-- Texte fourni --
----------
LES 20 MOTS DE L’IA FORMATIVE
Le premier agent conversationnel dans l’historiographie de l’intelligence artificielle a été ELIZA en 1966 ( https://dl.acm.org/doi/10.1145/365153.365168 ). Il s’agissait d’organiser un dialogue entre l’homme et la machine à partir d’un protocole informatique. La machine fonctionnait par reconnaissance de formes, la forme en l’occurrence était le mot utilisé par le locuteur. Lorsque la machine reconnaît un mot-clé, elle relance par une question ouverte. Un simulacre ou une simulation de conversation.
Qu’est-ce qui change avec ChatGPT ?
Deux exemples parmi d’autres.
La fenêtre contextuelle, c’est-à-dire la quantité de texte que ChatGPT garde en mémoire pour comprendre le contexte dans lequel les mots sont utilisés et ainsi générés des réponses mieux adaptés à la situation. « Quelle est la qualité de la formation ? » peut se comprendre de bien de la façon : process qualité, efficacité, satisfaction,… c’est essentiel pour les doubles sens : dans une formation serrurier « donner les clés pour comprendre » est soit un acte physique ou soit analogique, le contresens est facile pour la machine. ChatGPT 4o garde en mémoire 4 à 5 000 mots pour la fluidité de la conversation.
Le biomimétisme, la machine copie la mécanique de la conversation humaine au point d’en faire un simulacre de langage naturel. A titre d’exemple, ChatGPT 4o est capable de répondre en moyenne en 320 millisecondes avec des pointes à 232 millisecondes donc très proche de la réaction humaine. Moshi (Kuytai) va même plus loin, dès qu’il a compris le sens de la question, il réponde alors même que la contextualisation humaine ne soit finie. L’engagement de ChatGPT à identifier les émotions pour répondre différemment renforce encore davantage les simulations pédagogiques.
----------
-- Données sources --

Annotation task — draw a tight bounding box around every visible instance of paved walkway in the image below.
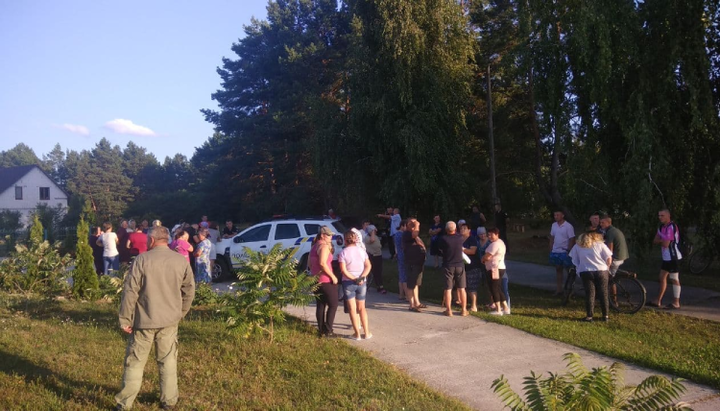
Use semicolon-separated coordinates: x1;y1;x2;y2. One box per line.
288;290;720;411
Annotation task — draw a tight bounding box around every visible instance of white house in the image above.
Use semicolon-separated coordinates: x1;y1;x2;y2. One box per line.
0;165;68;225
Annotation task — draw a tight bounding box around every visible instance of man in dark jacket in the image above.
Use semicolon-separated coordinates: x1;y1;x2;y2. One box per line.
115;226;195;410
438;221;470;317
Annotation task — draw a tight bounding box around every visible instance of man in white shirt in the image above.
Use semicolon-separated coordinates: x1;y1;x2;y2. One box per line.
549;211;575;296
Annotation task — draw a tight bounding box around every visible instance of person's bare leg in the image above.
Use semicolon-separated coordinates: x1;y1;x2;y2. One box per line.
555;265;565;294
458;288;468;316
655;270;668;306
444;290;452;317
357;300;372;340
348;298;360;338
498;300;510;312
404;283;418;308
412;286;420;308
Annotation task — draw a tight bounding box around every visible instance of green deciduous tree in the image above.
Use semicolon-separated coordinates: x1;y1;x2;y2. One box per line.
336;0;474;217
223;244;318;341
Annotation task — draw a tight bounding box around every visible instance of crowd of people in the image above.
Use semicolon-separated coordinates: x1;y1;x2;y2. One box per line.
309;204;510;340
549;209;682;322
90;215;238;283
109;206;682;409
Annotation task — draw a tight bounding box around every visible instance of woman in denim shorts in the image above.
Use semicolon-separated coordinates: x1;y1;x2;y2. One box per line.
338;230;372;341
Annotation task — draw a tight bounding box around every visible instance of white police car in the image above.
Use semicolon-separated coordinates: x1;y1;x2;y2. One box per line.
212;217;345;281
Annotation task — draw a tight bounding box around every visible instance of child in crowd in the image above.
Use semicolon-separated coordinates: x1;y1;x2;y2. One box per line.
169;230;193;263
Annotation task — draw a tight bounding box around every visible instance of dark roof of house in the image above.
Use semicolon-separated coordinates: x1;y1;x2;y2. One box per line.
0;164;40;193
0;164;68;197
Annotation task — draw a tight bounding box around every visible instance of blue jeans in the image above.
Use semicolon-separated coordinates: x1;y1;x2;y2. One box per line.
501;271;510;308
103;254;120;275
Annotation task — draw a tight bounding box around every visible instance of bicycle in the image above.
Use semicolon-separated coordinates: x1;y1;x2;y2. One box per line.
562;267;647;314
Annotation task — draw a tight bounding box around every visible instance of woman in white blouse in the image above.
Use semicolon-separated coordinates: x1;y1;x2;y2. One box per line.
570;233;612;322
----------
-- Consigne --
Rédigez la suite du texte sur les mots de l'IA formative, à partir de sa dernière phrase.

-- Réponse attendue --
Qu’est-ce que les agents conversationnels changent à la formation ?
Un premier changement est dans la notion même de conversation. La conversation est un art qui a fait les belles heures de la France du 17 et du 18ème siècle. Converser, c’est musarder dans l’échange avec des codes sociaux et assener des mots d’esprit, des punch lines dirait-on aujourd’hui. Musarder, c’est avancer sans but alors que la formation par définition est un chemin pédagogique pour atteindre un but, un référentiel. La conversation ouvre à la curiosité pour que l’apprenant apprend sans orientations pédagogiques. La technique peut être hacker par la pédagogie avec par exemple avec des pratiques comme le nudge apprenant : transmettre en orientant sans vouloir imposer les connaissances et les compétences. L’art de la conversation avec l’IA, c’est apprendre à manier les mots « à l’insu de son plein gré ». Apprendre à parler comme un formateur.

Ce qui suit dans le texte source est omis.